# Exercise goal
Whenever a picture appears, leave it out while repeating all the other data exactly.

# Dataset extract

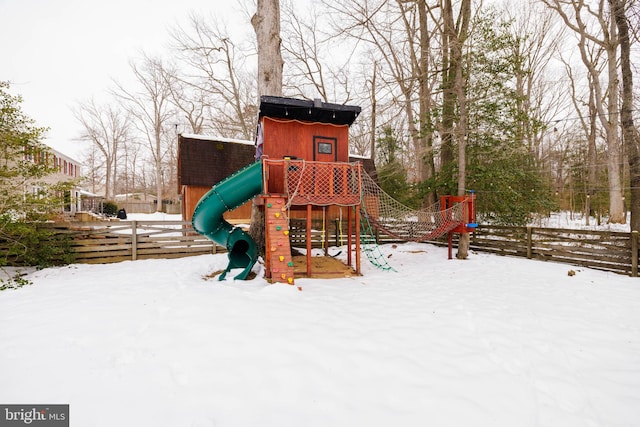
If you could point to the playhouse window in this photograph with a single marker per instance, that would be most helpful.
(324, 148)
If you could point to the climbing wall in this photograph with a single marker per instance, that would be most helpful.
(277, 249)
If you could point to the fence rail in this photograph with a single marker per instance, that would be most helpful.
(114, 241)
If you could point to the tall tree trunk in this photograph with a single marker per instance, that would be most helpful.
(425, 154)
(617, 214)
(266, 24)
(456, 35)
(629, 132)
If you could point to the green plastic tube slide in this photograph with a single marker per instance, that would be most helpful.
(227, 195)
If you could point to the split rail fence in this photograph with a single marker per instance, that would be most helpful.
(115, 241)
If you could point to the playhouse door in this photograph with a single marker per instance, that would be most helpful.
(324, 149)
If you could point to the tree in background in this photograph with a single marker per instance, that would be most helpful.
(629, 131)
(266, 24)
(108, 128)
(392, 175)
(150, 105)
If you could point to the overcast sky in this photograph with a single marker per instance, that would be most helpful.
(57, 53)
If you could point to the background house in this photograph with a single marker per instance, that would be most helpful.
(66, 169)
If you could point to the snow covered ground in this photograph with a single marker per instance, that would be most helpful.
(490, 341)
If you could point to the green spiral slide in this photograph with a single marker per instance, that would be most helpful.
(227, 195)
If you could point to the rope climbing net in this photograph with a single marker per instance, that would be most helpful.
(398, 220)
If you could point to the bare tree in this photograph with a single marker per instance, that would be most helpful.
(266, 23)
(214, 75)
(400, 34)
(108, 128)
(149, 103)
(595, 26)
(629, 131)
(313, 69)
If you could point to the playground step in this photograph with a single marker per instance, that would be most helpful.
(278, 251)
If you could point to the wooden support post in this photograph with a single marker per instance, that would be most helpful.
(308, 240)
(134, 240)
(325, 228)
(349, 238)
(634, 254)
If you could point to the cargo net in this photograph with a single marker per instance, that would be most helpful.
(322, 184)
(392, 217)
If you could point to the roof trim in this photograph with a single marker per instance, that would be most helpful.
(312, 111)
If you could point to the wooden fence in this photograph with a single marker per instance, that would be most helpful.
(114, 241)
(603, 250)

# Answer to this exercise
If you could point to the playhouse window in this photograph with a single marker per instance, that would be most helpful.
(324, 148)
If you could point to the climbing wall in this photograph with a single marker per instance, that would be most helpful.
(277, 249)
If you could point to the fence rail in this photograph with a single marker per instance, that would be most helpful.
(114, 241)
If you could point to the tall tree trunk in this photograph with a single marker per instance, that would be most helpful.
(425, 154)
(617, 214)
(266, 24)
(456, 35)
(629, 132)
If you could point to the green plastic tube slide in this photograph with a single marker per instance, that would be most helpful.
(227, 195)
If you could point to the split rail fence in this photograph with a single marker per instance, that would be most helpful.
(115, 241)
If you could point to the playhouse door in this photograph with a single marker per instance, that would be most helpful.
(324, 149)
If you could point to the tree in background in this photograph with a single marker per instance, that would be most helpful.
(629, 131)
(266, 24)
(108, 128)
(392, 175)
(150, 105)
If you could point to the overcast sky in this photograph with a single marker per instance, that would be most helpful.
(57, 53)
If you could point to the background house in this photograph with a single marker per instance, that would be most helpful.
(66, 169)
If you could point to the snow covered ground in this photograph with a single marker per instance, that would be most helpful.
(490, 341)
If you could point to the green spiral slide in this photograph with a single marker per instance, that would be most helpful.
(227, 195)
If you could point to the rope climbing net in this photograph with a single marker per instance, that would be most helpful.
(398, 220)
If you could point to the bare tree in this photograph with a single marker per instance, that would be most helpful.
(266, 23)
(214, 75)
(400, 34)
(108, 128)
(149, 103)
(595, 26)
(629, 131)
(313, 69)
If you could point to the playground step in this photograph with a single marker per instance, that would be most helpful.
(278, 251)
If you could point to the wooden support post in this photograph with a single marker per instance, that would be most helpful.
(308, 240)
(134, 240)
(325, 228)
(349, 238)
(634, 254)
If you could point to the cargo net in this photograph with a single marker per instance, that would be most helpful.
(322, 184)
(392, 217)
If you could point to the roof trim in this photograph with a single marker per instance, that would be most helpful.
(312, 111)
If you could point to the wooden fence in this photograph with a single marker per instance, that would be most helpful.
(114, 241)
(603, 250)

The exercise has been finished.